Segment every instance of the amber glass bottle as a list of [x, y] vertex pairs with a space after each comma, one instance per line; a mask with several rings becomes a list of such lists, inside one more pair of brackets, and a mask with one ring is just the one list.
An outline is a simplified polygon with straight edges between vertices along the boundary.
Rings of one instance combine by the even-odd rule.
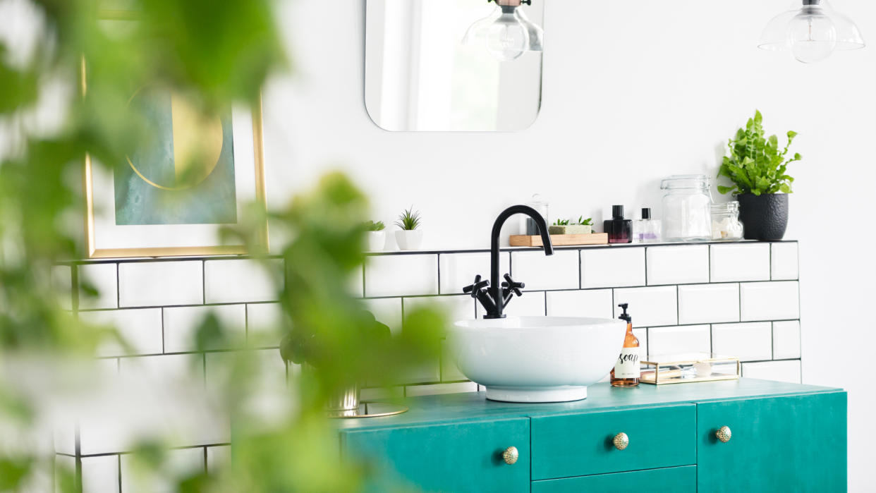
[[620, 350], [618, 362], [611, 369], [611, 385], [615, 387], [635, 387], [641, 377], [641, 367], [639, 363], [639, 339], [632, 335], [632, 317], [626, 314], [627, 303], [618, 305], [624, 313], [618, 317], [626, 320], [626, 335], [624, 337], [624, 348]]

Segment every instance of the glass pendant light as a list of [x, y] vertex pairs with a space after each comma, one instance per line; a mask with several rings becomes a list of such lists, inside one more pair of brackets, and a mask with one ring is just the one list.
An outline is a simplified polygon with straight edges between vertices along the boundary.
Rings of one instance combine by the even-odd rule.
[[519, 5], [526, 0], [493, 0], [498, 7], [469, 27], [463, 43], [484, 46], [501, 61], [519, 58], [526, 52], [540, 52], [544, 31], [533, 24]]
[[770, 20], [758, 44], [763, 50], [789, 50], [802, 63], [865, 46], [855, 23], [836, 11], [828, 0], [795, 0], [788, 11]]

---

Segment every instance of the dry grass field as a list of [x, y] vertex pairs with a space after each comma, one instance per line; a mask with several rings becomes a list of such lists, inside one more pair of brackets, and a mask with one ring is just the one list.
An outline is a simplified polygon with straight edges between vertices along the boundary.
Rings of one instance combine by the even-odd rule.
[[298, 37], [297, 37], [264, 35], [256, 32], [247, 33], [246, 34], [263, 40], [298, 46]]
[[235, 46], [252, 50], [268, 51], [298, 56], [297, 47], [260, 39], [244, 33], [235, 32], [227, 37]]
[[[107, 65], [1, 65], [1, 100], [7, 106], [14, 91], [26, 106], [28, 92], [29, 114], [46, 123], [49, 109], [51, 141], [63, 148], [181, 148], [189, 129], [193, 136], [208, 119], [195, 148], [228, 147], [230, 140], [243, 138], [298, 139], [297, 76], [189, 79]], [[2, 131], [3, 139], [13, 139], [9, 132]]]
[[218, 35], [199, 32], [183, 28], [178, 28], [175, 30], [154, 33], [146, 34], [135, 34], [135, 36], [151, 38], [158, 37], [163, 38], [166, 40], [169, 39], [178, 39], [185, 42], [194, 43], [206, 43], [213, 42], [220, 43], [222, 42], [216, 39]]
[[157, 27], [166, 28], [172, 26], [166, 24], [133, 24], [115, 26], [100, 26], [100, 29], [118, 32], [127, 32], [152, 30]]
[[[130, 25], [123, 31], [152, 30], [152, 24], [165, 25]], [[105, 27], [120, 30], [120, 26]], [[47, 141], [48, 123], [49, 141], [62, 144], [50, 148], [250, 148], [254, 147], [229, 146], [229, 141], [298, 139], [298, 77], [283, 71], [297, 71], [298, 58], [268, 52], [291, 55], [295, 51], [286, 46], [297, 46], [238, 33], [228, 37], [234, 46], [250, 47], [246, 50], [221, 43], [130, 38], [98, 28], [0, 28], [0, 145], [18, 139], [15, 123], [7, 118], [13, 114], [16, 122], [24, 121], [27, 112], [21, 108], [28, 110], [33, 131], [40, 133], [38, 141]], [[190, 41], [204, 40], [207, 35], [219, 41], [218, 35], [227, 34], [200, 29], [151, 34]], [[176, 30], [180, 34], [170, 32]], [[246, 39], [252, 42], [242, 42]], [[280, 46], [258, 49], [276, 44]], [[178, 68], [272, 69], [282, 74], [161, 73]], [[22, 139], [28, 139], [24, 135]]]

- [Problem to work on] Can you copy out every line starting at the one that contains "Segment every instance of the dry" and ending at the one that contains "32], [152, 30]]", adding -68 to each x and y vertex coordinate in the polygon outlines and leaving all other text in those lines unchanged?

- [Answer to this problem]
Segment every instance of the dry grass field as a list of [x, y] vertex pairs with a space after each comma, one instance per line; a mask with several rings becomes a list of such lists, inside one more pair of brackets, and a mask with one ring is just the one list.
An outline is a simplified polygon with straight edges between vertices along the boundary.
Rings of one instance combine by the even-odd rule.
[[230, -31], [229, -31], [196, -33], [188, -36], [179, -35], [178, -34], [195, -28], [230, -22]]
[[167, -22], [184, -18], [200, -17], [230, -12], [229, -21], [192, -29], [176, -35], [167, -36], [159, -31]]
[[[39, -3], [-67, -3], [-67, 32], [-61, 38], [-54, 23], [-42, 38], [-40, 24], [-39, 46], [-22, 55], [-19, 41], [-17, 73], [-5, 80], [113, 80], [121, 61], [125, 68], [140, 51], [127, 80], [160, 79], [162, 72], [175, 70], [230, 71], [229, 8], [121, 11]], [[-66, 63], [-65, 71], [-55, 71], [-59, 64]]]
[[150, -33], [131, -36], [115, -40], [110, -40], [107, -38], [86, -35], [78, -34], [67, -34], [67, -32], [83, -30], [90, -31], [95, -30], [98, -28], [101, -29], [110, -29], [117, -26], [126, -25], [138, -25], [145, -26], [152, -25], [154, -26], [148, -29]]
[[89, -41], [98, -40], [104, -42], [98, -44], [65, -44], [47, -42], [32, -42], [32, -39], [50, -36], [59, -36], [84, -38]]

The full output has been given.